■ EXERCISE REQUIREMENTS: Copy out, word for word, the lines from the one with "Each instance of the pine" to the one with "Each instance of the grass", including both of those lines.

■ RECORDS SUPPLIED:
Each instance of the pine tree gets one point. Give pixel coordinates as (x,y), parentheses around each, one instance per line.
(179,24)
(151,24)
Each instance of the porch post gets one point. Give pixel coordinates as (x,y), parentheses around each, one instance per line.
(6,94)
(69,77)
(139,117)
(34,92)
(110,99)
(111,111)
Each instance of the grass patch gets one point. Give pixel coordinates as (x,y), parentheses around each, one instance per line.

--

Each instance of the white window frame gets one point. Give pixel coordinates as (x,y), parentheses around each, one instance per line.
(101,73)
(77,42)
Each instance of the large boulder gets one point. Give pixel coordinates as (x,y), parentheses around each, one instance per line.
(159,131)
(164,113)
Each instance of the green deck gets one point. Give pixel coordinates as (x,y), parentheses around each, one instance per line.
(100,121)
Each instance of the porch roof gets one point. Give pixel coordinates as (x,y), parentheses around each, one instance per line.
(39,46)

---

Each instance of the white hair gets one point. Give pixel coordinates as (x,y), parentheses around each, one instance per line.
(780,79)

■ OUTPUT FOR THIS TASK:
Each instance of the pine tree gets one point. Give pixel coordinates as (x,y), parentheses around each, one instance per line.
(179,24)
(151,24)
Each instance of the porch post gets one point. Give pixel coordinates as (x,y), parentheses around each, one instance per line.
(6,94)
(69,77)
(139,117)
(34,92)
(110,99)
(111,111)
Each instance of the grass patch gets one point. Give pixel coordinates as (x,y), parentheses around each, one instance per line.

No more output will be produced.